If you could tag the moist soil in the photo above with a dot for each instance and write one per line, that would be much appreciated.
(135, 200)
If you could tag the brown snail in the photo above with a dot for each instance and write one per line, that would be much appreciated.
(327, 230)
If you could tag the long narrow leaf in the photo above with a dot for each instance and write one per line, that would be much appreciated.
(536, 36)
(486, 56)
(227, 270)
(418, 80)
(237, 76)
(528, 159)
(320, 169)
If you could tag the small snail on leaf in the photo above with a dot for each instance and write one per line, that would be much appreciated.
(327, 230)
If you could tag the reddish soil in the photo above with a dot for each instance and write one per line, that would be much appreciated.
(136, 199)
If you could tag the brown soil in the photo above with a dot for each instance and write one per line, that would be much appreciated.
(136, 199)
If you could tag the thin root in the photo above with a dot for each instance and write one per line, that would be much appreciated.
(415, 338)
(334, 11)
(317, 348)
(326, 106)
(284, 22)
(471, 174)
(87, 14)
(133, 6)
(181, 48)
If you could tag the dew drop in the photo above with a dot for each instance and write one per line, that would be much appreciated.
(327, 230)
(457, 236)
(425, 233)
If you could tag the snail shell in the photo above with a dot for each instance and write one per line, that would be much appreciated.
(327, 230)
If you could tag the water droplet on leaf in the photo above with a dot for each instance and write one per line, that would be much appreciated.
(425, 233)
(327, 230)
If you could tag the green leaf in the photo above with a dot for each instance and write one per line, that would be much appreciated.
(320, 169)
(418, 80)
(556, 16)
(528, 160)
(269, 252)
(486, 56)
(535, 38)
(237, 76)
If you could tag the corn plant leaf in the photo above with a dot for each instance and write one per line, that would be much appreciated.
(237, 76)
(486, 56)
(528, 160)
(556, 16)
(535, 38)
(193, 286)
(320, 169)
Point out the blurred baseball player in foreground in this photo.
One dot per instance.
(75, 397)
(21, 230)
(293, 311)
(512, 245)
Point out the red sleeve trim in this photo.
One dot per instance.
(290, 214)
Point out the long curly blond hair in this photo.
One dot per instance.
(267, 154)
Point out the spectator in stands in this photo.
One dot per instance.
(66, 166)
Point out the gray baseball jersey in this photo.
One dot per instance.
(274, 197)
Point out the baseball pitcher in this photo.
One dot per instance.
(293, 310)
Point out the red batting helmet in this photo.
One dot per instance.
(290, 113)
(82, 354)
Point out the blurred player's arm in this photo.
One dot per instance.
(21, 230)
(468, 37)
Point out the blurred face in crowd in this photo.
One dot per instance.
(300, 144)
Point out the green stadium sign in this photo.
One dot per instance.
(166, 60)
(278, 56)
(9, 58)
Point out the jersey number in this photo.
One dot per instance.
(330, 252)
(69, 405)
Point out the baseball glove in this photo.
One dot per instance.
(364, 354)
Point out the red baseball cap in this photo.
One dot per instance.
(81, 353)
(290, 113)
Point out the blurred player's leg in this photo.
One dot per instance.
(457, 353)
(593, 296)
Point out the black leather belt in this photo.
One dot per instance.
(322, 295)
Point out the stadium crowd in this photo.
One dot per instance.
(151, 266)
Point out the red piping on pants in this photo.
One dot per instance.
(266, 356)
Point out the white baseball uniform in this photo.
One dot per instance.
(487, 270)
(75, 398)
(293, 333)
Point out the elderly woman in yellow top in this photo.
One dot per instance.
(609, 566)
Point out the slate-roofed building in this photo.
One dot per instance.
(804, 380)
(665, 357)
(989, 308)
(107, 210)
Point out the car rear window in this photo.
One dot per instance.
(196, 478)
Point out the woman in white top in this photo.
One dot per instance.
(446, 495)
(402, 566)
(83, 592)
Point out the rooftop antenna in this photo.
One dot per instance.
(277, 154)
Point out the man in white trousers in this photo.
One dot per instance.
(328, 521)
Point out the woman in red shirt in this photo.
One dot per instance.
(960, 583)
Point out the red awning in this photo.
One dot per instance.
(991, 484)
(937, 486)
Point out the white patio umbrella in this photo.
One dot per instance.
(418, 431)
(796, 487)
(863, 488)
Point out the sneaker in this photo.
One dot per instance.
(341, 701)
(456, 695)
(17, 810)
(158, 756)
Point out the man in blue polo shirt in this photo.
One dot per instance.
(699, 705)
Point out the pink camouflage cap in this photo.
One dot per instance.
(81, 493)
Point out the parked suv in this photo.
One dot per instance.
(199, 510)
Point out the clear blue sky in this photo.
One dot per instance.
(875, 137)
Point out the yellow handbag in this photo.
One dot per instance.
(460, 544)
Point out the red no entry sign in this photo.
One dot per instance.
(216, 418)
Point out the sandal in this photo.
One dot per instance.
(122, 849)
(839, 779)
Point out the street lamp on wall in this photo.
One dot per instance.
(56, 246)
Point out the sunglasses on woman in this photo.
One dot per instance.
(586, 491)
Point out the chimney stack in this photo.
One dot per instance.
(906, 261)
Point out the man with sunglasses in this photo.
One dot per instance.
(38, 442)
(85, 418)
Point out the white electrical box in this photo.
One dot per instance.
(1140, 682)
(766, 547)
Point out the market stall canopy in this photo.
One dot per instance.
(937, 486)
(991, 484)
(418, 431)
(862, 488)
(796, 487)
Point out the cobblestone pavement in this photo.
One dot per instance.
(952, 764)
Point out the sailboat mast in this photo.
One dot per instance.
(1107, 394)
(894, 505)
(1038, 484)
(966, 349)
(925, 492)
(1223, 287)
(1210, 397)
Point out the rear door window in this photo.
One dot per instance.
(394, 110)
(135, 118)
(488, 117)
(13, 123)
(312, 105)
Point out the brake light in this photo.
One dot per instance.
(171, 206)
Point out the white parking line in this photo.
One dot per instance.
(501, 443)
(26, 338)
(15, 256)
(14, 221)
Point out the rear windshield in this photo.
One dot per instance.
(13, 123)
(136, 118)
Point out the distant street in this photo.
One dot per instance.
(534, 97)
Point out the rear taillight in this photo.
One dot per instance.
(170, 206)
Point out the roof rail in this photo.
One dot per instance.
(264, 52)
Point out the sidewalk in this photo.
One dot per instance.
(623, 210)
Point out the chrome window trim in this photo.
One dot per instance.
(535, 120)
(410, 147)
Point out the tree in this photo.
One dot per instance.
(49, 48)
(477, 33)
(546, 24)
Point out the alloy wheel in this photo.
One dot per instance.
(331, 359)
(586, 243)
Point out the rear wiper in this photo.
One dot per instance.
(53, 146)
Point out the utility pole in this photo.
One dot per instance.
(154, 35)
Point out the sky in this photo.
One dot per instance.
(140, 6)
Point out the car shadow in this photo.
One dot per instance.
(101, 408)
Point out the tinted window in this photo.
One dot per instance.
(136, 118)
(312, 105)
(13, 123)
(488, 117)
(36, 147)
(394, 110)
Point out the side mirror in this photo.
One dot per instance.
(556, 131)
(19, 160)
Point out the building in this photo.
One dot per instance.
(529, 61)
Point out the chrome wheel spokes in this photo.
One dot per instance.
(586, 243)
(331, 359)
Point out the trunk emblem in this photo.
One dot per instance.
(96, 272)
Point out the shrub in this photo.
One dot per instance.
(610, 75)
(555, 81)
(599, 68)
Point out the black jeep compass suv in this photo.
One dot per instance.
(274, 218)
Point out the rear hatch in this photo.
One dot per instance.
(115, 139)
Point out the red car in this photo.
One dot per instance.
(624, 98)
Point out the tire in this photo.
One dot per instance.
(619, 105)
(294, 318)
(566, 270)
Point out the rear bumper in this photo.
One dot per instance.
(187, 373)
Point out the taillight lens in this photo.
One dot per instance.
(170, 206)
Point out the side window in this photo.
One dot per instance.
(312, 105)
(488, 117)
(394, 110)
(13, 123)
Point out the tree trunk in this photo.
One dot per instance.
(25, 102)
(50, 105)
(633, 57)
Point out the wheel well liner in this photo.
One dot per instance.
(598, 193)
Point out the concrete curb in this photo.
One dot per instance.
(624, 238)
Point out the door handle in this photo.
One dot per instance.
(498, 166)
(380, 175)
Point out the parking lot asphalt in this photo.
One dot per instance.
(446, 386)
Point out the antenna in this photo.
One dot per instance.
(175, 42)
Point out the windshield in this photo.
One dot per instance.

● ● ● ●

BRIEF:
A count is all that should be returned: the number of lines in these records containing the string "street".

EXERCISE RESPONSE:
2